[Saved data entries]

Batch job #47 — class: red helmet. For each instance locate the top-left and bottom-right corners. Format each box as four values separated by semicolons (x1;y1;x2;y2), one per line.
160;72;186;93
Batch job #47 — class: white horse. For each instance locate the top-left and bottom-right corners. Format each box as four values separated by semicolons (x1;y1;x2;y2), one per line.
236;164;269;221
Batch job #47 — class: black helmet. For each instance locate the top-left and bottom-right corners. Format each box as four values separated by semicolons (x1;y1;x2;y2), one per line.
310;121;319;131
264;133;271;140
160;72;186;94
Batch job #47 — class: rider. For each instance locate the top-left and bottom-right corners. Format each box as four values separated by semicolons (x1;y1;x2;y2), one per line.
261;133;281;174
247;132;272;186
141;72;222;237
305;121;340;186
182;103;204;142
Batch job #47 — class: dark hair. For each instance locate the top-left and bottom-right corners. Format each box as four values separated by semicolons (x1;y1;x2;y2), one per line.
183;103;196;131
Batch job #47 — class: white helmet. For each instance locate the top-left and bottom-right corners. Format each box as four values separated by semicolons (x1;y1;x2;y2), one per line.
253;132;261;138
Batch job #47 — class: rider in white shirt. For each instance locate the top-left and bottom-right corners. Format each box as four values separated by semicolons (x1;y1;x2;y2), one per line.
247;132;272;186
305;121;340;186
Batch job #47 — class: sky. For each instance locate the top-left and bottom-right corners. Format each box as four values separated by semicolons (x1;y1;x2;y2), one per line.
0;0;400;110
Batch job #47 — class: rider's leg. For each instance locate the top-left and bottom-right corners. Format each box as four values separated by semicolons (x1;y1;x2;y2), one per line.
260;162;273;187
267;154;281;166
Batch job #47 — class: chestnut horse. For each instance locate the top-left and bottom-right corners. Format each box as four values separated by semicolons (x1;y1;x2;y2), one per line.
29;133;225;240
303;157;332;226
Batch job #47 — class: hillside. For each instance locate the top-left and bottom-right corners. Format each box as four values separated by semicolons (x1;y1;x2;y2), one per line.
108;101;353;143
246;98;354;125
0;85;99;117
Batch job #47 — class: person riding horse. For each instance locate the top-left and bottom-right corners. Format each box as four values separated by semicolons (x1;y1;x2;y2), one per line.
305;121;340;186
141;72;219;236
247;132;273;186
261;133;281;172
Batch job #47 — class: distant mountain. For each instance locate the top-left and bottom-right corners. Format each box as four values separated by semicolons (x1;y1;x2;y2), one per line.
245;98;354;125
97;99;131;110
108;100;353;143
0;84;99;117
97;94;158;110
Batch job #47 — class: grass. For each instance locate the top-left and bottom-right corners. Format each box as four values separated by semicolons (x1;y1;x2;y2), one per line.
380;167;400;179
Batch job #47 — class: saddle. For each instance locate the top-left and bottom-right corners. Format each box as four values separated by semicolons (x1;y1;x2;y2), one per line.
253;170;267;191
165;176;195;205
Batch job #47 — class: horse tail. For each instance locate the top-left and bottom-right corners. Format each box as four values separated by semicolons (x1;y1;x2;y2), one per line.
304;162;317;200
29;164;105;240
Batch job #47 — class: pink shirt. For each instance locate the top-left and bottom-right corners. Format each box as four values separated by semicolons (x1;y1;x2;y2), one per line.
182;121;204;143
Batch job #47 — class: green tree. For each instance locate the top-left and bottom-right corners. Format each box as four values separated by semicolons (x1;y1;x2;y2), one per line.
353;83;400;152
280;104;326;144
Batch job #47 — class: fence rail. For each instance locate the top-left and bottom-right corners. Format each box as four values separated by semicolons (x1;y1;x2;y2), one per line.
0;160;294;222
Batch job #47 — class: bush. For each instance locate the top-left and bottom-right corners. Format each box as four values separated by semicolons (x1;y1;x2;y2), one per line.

*Given instruction:* Lay out every line of the listing above as a Markdown table with two columns, Number and Record line, numbering the rows in order and leaving out any blank lines.

*Exercise answer:*
| Number | Record line |
|---|---|
| 1 | Batch job #47 — class: red helmet. For each instance locate the top-left and bottom-right corners. Format each box as four values separated by semicolons (x1;y1;x2;y2), one per line. |
| 2 | 160;72;186;93 |
| 3 | Batch job #47 — class: white horse. For each instance locate the top-left and bottom-right corners. Format each box as four values separated by semicolons (x1;y1;x2;y2), one per line. |
| 4 | 236;164;269;221 |
| 5 | Batch job #47 — class: black helmet. For each instance locate the top-left and bottom-right corners. Format each box as four values separated by semicolons (x1;y1;x2;y2), one per line. |
| 6 | 310;121;319;131 |
| 7 | 264;133;271;140 |
| 8 | 160;72;186;94 |
| 9 | Batch job #47 — class: rider. For each instance locate the top-left and bottom-right corners. Format each box as four values separated by semicolons (x1;y1;x2;y2), one per line. |
| 10 | 261;133;281;174 |
| 11 | 247;132;272;186 |
| 12 | 141;72;222;237 |
| 13 | 305;121;340;186 |
| 14 | 182;103;204;142 |
| 15 | Batch job #47 — class: dark hair. For each instance locate the top-left and bottom-right corners. Format each box as four values separated by semicolons (x1;y1;x2;y2), one per line. |
| 16 | 183;103;196;131 |
| 17 | Batch job #47 — class: white helmet. For each instance locate the top-left and bottom-right corners. Format each box as four values separated by semicolons (x1;y1;x2;y2), one per line. |
| 18 | 253;132;261;138 |
| 19 | Batch job #47 — class: rider in white shirt. For each instance locate the top-left and bottom-right corners. Format each box as four values separated by semicolons (x1;y1;x2;y2), one per line. |
| 20 | 247;132;272;186 |
| 21 | 305;121;340;186 |
| 22 | Batch job #47 — class: sky. For each instance locate the top-left and bottom-right corners. Format each box as four values separated by semicolons (x1;y1;x2;y2), one per line. |
| 23 | 0;0;400;110 |
| 24 | Batch job #47 — class: rider's leg. For each instance locate the top-left and bottom-right corners. Format each box as four values separated by semicolons (x1;y1;x2;y2), one per line. |
| 25 | 260;162;273;187 |
| 26 | 267;154;281;166 |
| 27 | Batch job #47 — class: chestnut horse. For each instance locate the top-left and bottom-right corners. Format each box as four values separated by semicolons (x1;y1;x2;y2), one per line. |
| 28 | 29;133;225;240 |
| 29 | 303;157;332;226 |
| 30 | Batch job #47 — class: hillside. For each instance locate the top-left and bottom-right corners. Format each box as four values separated by semicolons (x1;y1;x2;y2), one per line. |
| 31 | 108;101;353;143 |
| 32 | 246;98;354;125 |
| 33 | 0;85;99;117 |
| 34 | Batch job #47 — class: person riding horse. For each instance locate the top-left and bottom-right corners. Format each box as four values separated by semicolons (x1;y1;x2;y2), one per line. |
| 35 | 305;121;340;186 |
| 36 | 141;72;219;236 |
| 37 | 247;132;273;186 |
| 38 | 261;133;281;172 |
| 39 | Batch job #47 — class: distant mountain. For each instance locate the top-left and bottom-right corners. Format each box as four values separated by semicolons (x1;y1;x2;y2), one per line. |
| 40 | 245;98;354;125 |
| 41 | 97;99;131;110 |
| 42 | 108;100;353;143 |
| 43 | 0;84;99;117 |
| 44 | 97;94;158;110 |
| 45 | Batch job #47 — class: grass. For each instance locate the top-left and bottom-right corners. Format each box as four values separated by semicolons (x1;y1;x2;y2), one per line. |
| 46 | 380;167;400;179 |
| 47 | Batch job #47 — class: saddle. For each instance locate the top-left and bottom-right corners. Format each box as four values separated by semicolons (x1;y1;x2;y2), one per line. |
| 48 | 253;170;267;191 |
| 49 | 165;176;195;205 |
| 50 | Batch job #47 — class: horse tail. For each instance locate the top-left and bottom-right corners. Format each box as four values separated by semicolons (x1;y1;x2;y2), one per line. |
| 51 | 304;162;317;200 |
| 52 | 29;164;105;240 |
| 53 | Batch job #47 — class: pink shirt. For each instance locate the top-left and bottom-right corners. Format each box as four values separated by semicolons (x1;y1;x2;y2), one per line. |
| 54 | 182;121;204;143 |
| 55 | Batch job #47 — class: green tree. For each instance locate the top-left and bottom-right corners. Format each box as four values separated by semicolons (x1;y1;x2;y2), one per line. |
| 56 | 353;83;400;152 |
| 57 | 280;104;326;144 |
| 58 | Batch job #47 — class: fence rail. For each instance locate the top-left and bottom-right corners. Format each box as four values separated by semicolons (x1;y1;x2;y2), one per line. |
| 59 | 0;160;294;222 |
| 60 | Batch job #47 — class: bush. For each instance locate the top-left and bottom-right corners. Format each box as four values separated by semicolons (x1;y1;x2;y2), one per line. |